UMUT DİRENÇ ONUR Bedelleri çok ağır evet; ama işte umuda koşanlar, onuru kuşanıyor ve bir büyük direnç denizi oluşturuyorlar. HDP 3.

UMUT DİRENÇ ONUR

Bedelleri çok ağır evet; ama işte umuda koşanlar, onuru kuşanıyor ve bir büyük direnç denizi oluşturuyorlar.

HDP 3. Olağanüstü Kongresi’nden söz ediyorum elbet. Daha Kongreye giderken, yollar kesiliyor, parti binaları yakılıyor, gözaltı neredeyse tufan gibi her gün kapıları kırıyor, zulüm estiriyordu. Yine de yolu yol bilenler, zulüm tufanına direnmenin tek kalesini sarmaya koşuyordu.

Kasım darbesinden bu yana yaşanan olağanüstünün olağanüstüsü zamanı göğüsleyenler şiarlarını belleklere yerleştirmişti çoktan: Hep birlikte 3. Genel Kongre’ye gidiyoruz! Umutluyuz, kararlıyız, onurluyuz!

Bizler; milyonların adına konuştuklarını ve koştuklarını biliyordu. Oraya öyle çarşı pazar siyasetinden, kap kaçtan, çalıp çırpmadan değil, yıkımdan talandan değil; bedeller ödeye ödeye gelmişlerdi. Gidecekleri yolun da en az o kadar zorlu olduğunu biliyorlardı. Fakat yol yine de buydu; oradan yürünecekti; umudu, direnci, kararlılığı büyüte büyüte…

Söyledikleri doğru çıktı; yol kesenler Afrin tufanını başlarına yıkmaya devam ede dursun Bizler, merkezin kalbine 32 bin kişiyle, dikenli telleri aşa aşa geldiler. Ve dediler ki; bizler burada bir büyük kavganın ürünü olarak toplandık. Buradan bir büyük davanın sözcüleri olarak çıkacağız. Alın size; son kararımız!

Alıştırma Görevi: Lütfen HDP kongresi yazısını "Söyledikleri doğru çıktı;" sözlerinden "size; son kararımız!" sözlerine kadar yeniden verin ve bu bölümü "32 bin kişiyle" yerine "binlerce kişiyle" yazarak güncelleyin. Aşağıdaki satırlar HDP kongresi yazısından bağımsız, ayrı bir malzemedir.

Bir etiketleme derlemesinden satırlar
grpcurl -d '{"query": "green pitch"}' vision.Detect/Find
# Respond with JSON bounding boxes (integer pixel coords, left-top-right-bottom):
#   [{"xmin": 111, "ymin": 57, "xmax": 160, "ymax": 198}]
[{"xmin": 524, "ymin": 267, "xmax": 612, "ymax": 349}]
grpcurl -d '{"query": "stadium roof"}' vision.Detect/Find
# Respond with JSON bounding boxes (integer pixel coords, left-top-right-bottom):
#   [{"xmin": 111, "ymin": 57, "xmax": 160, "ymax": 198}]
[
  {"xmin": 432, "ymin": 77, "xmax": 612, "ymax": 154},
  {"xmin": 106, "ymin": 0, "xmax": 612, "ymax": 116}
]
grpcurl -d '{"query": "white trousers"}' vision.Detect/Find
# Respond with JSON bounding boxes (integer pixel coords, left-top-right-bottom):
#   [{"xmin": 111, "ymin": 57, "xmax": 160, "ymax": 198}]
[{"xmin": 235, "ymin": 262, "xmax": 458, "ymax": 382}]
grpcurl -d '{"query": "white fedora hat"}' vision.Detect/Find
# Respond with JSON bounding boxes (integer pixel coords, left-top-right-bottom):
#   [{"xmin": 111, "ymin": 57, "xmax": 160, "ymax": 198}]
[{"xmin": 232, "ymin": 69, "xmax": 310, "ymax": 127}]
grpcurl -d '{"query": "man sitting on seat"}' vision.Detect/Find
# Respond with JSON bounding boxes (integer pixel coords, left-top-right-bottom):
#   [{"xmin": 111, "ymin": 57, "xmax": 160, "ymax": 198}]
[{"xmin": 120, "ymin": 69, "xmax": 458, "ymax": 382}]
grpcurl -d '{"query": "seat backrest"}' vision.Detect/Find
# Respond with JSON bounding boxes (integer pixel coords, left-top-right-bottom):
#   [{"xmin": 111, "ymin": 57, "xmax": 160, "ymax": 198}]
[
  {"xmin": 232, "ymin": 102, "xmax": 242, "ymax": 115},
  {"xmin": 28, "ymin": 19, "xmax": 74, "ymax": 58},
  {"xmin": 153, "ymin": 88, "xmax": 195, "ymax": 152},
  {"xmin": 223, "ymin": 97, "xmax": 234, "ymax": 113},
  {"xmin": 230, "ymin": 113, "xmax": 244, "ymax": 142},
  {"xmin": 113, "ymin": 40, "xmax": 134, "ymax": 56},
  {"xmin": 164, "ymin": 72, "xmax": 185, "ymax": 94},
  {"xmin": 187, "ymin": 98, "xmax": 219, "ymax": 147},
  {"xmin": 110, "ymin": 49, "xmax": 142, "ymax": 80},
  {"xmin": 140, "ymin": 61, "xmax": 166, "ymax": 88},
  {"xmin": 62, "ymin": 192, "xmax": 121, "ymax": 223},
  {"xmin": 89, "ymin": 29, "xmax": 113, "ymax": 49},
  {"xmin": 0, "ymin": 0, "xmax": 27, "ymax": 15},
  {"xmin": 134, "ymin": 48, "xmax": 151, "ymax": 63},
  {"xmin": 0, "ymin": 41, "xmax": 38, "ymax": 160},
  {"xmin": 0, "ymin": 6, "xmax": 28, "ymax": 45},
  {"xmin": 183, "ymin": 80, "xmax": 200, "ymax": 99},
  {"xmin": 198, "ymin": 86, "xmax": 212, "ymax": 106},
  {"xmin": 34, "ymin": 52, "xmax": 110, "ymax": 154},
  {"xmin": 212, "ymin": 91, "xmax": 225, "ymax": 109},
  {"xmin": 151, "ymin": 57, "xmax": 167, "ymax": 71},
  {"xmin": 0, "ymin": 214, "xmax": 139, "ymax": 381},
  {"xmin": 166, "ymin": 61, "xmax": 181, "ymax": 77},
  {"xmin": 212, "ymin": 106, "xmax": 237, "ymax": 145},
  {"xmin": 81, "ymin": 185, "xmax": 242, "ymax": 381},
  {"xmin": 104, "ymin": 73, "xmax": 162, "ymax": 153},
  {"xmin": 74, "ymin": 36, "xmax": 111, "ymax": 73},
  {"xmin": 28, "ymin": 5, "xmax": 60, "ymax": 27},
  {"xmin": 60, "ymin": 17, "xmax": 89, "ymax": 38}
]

Görevin Yanıtı:
Söyledikleri doğru çıktı; yol kesenler Afrin tufanını başlarına yıkmaya devam ede dursun Bizler, merkezin kalbine binlerce kişiyle, dikenli telleri aşa aşa geldiler. Ve dediler ki; bizler burada bir büyük kavganın ürünü olarak toplandık. Buradan bir büyük davanın sözcüleri olarak çıkacağız. Alın size; son kararımız!